## Your instructions
Reproduce the rows verbatim from the first row through the line containing "M 335 29 L 330", including that line. Omit the pictures from your copy.

Data listing
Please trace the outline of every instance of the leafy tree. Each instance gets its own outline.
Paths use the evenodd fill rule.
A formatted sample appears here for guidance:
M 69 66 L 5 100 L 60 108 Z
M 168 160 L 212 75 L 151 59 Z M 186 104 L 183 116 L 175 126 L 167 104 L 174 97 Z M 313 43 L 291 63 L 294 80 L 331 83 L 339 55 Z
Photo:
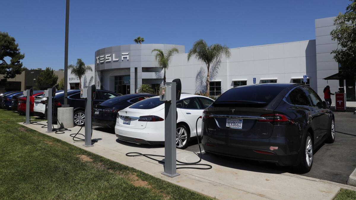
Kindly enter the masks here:
M 70 74 L 79 78 L 79 89 L 82 89 L 82 77 L 89 72 L 92 72 L 91 68 L 89 65 L 85 65 L 82 59 L 78 58 L 75 65 L 70 65 L 68 66 L 68 69 L 72 70 Z
M 54 74 L 53 69 L 46 67 L 36 78 L 36 88 L 40 89 L 47 89 L 56 85 L 58 76 Z
M 335 29 L 330 33 L 331 38 L 341 48 L 333 50 L 334 58 L 341 65 L 340 72 L 346 77 L 356 80 L 356 0 L 346 7 L 334 20 Z
M 192 57 L 205 63 L 208 69 L 206 76 L 206 94 L 210 94 L 210 65 L 214 61 L 220 58 L 222 56 L 229 58 L 231 55 L 230 49 L 226 45 L 220 44 L 213 44 L 209 46 L 203 39 L 195 41 L 193 47 L 188 52 L 188 61 Z
M 59 82 L 56 86 L 57 89 L 58 90 L 61 90 L 64 89 L 64 78 L 63 77 L 61 79 Z
M 10 58 L 8 63 L 5 58 Z M 15 78 L 23 70 L 22 63 L 20 61 L 25 58 L 25 54 L 21 54 L 19 44 L 15 43 L 15 38 L 9 35 L 7 33 L 0 31 L 0 74 L 4 75 L 5 79 Z
M 179 51 L 178 49 L 176 47 L 172 47 L 171 49 L 167 51 L 165 53 L 163 51 L 158 49 L 155 49 L 152 50 L 151 53 L 157 52 L 155 57 L 156 60 L 158 62 L 158 64 L 164 70 L 164 74 L 163 76 L 163 83 L 166 84 L 166 70 L 168 69 L 168 67 L 171 63 L 172 56 L 175 53 L 178 53 Z
M 145 42 L 145 40 L 143 39 L 143 38 L 138 36 L 134 40 L 134 42 L 136 44 L 142 44 L 142 42 Z
M 142 84 L 141 85 L 141 86 L 138 88 L 138 92 L 154 94 L 155 91 L 150 85 L 148 84 Z

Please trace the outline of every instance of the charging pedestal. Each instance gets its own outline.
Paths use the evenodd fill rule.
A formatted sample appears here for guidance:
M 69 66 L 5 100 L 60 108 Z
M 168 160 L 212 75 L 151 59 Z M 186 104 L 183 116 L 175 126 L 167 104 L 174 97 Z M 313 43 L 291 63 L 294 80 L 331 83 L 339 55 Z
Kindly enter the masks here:
M 176 83 L 167 82 L 159 88 L 159 100 L 164 102 L 164 172 L 161 174 L 173 178 L 177 173 L 176 162 L 177 132 Z
M 44 97 L 47 98 L 47 131 L 46 133 L 53 132 L 52 129 L 52 88 L 48 88 L 44 91 Z
M 95 91 L 93 91 L 92 87 L 89 86 L 86 89 L 82 89 L 81 91 L 80 94 L 83 98 L 85 98 L 85 142 L 83 146 L 88 147 L 93 147 L 94 145 L 91 144 L 91 132 L 93 130 L 91 129 L 91 100 L 93 98 L 93 92 L 94 94 Z M 95 86 L 95 85 L 94 85 Z M 85 90 L 87 90 L 85 91 Z M 95 90 L 95 88 L 94 88 Z M 87 94 L 84 94 L 85 93 Z

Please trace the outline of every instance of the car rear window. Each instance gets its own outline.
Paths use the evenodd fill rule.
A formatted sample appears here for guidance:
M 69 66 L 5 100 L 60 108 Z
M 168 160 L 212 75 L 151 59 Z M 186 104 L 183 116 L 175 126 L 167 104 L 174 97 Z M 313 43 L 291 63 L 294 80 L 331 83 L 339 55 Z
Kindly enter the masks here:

## Finished task
Please trace the outline of every instance of the leafy tree. Each instance gets its own outline.
Paths use the evenodd fill rule.
A formatted sample appears here for guidance:
M 69 66 L 5 100 L 60 108 Z
M 168 160 L 212 75 L 151 59 Z M 186 104 L 183 116 L 175 126 L 167 104 L 174 97 Z M 313 43 L 291 63 L 294 80 L 331 83 L 339 55 Z
Photo:
Kindly enter the masks here:
M 70 74 L 79 78 L 79 89 L 82 89 L 82 77 L 89 72 L 92 72 L 91 68 L 89 65 L 85 65 L 82 59 L 78 58 L 75 65 L 70 65 L 68 66 L 68 69 L 72 70 Z
M 54 74 L 53 69 L 46 67 L 36 78 L 36 88 L 40 89 L 47 89 L 56 85 L 58 76 Z
M 335 29 L 330 33 L 331 38 L 341 48 L 333 50 L 334 58 L 341 65 L 340 72 L 346 77 L 356 80 L 356 0 L 346 7 L 334 20 Z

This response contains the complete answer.